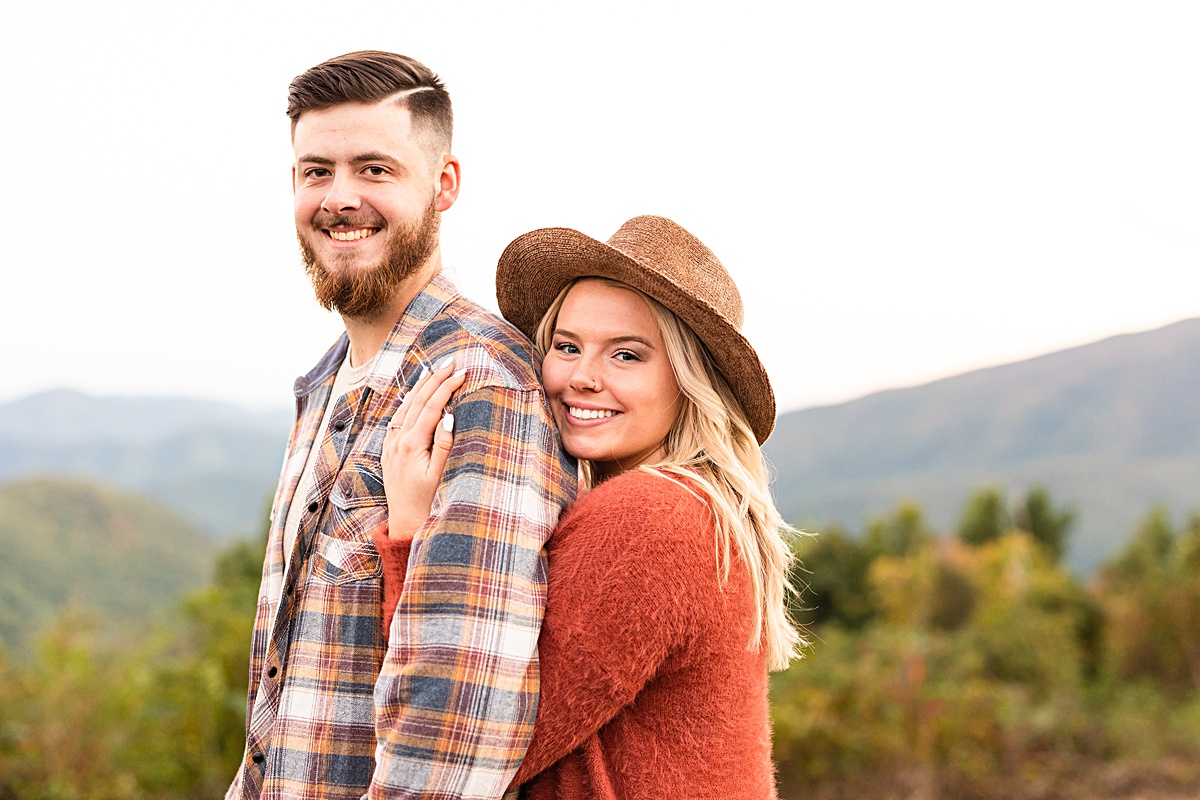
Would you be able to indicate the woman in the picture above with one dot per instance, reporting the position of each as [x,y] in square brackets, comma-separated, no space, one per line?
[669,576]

++++++

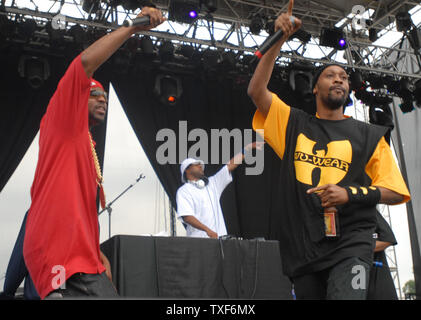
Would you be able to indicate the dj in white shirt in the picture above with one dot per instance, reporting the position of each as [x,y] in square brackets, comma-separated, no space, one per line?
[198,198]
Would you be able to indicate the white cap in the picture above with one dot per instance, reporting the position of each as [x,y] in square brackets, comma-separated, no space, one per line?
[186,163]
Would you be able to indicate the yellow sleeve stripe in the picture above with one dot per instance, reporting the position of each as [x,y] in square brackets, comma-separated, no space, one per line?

++++++

Gather each line above that contains the word "shirt" and copy it out in full.

Would you be able to indicate the dj in white shirt in the picture above with one dot per instance, reporting the position of each as [x,y] in square brackets, comma-separated, no space, one per line?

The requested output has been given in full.